Rewrite the items below with every "photo" swapped for "image" and nothing else altered, and omit the pictures from your answer.

::::::::

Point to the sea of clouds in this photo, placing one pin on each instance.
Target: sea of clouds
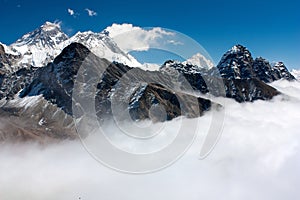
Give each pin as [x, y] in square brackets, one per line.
[257, 157]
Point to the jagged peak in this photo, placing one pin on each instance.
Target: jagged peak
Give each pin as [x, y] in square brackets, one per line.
[238, 48]
[48, 26]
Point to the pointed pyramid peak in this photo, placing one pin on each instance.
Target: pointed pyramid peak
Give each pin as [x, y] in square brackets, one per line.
[238, 48]
[48, 26]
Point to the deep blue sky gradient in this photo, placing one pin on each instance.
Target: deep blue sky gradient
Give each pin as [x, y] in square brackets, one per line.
[270, 29]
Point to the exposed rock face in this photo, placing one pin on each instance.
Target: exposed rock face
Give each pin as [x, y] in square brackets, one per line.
[157, 95]
[236, 64]
[144, 97]
[245, 79]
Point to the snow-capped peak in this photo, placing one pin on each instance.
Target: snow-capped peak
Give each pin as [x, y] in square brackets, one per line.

::::::::

» Task answer
Point to the sea of clouds in this image, placing one pin on each instance.
Target: sea of clouds
Give each pin as [x, y] in square brackets, one per line.
[257, 157]
Point to the jagged peak in this image, placing one pin on each instance.
Target: jagged peak
Give each pin as [x, y] in square brackets, one per line.
[238, 48]
[48, 26]
Point to the pointed pyramid peak in this image, placing one pin on each instance.
Target: pointed pyramid peak
Give each pin as [x, y] in square brackets, one per line.
[238, 48]
[48, 26]
Point to the deep blue sky gradient in this image, placing one pin on each instance.
Target: deep blue sky gradient
Give each pin as [x, y] in square brackets, one per line.
[270, 29]
Point to the exposed rock face in this image, placing one pin on each instance.
Target: exposed rock face
Give each pin as [x, y] in square brackets, one per line.
[157, 95]
[236, 64]
[144, 97]
[245, 79]
Point to the snow-capped peak in this image, placing one pin on each instance.
Target: snow-capped peak
Give each pin as [x, y] in square brackets, one per line.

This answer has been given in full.